• **Task requirements**:
Count the lines below that contain the string "target" and reply with only that number.

• **Records to process**:
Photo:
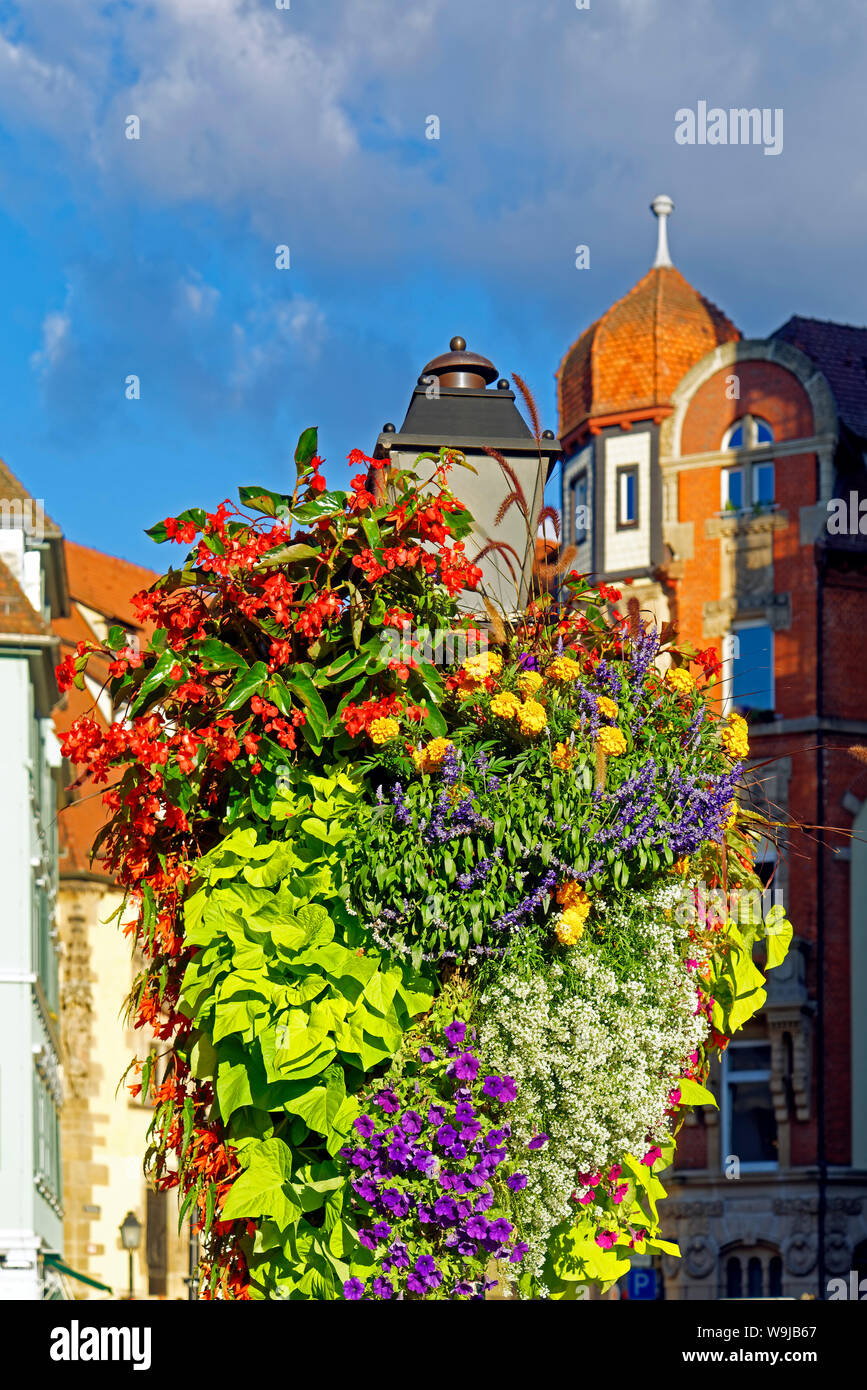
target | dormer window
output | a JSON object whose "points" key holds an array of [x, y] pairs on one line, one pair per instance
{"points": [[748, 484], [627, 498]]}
...
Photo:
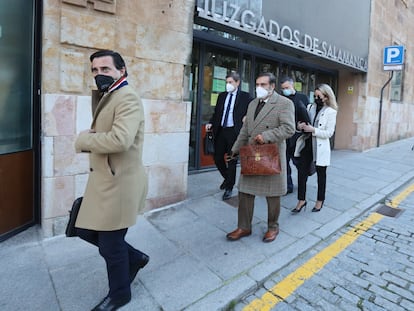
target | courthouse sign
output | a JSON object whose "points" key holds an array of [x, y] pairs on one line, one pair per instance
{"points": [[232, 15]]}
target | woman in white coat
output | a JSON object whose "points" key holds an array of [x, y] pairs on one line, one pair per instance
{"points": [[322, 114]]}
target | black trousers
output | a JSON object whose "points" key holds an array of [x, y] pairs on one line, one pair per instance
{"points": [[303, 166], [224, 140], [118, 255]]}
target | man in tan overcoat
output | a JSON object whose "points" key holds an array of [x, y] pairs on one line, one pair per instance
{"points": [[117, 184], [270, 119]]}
...
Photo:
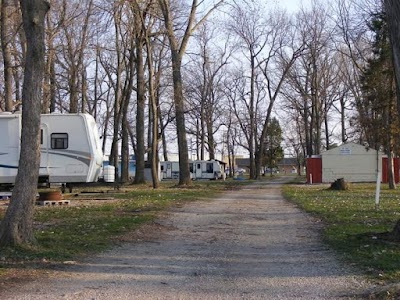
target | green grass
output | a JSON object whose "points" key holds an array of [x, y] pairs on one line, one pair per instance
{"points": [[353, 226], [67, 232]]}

• **Complete output**:
6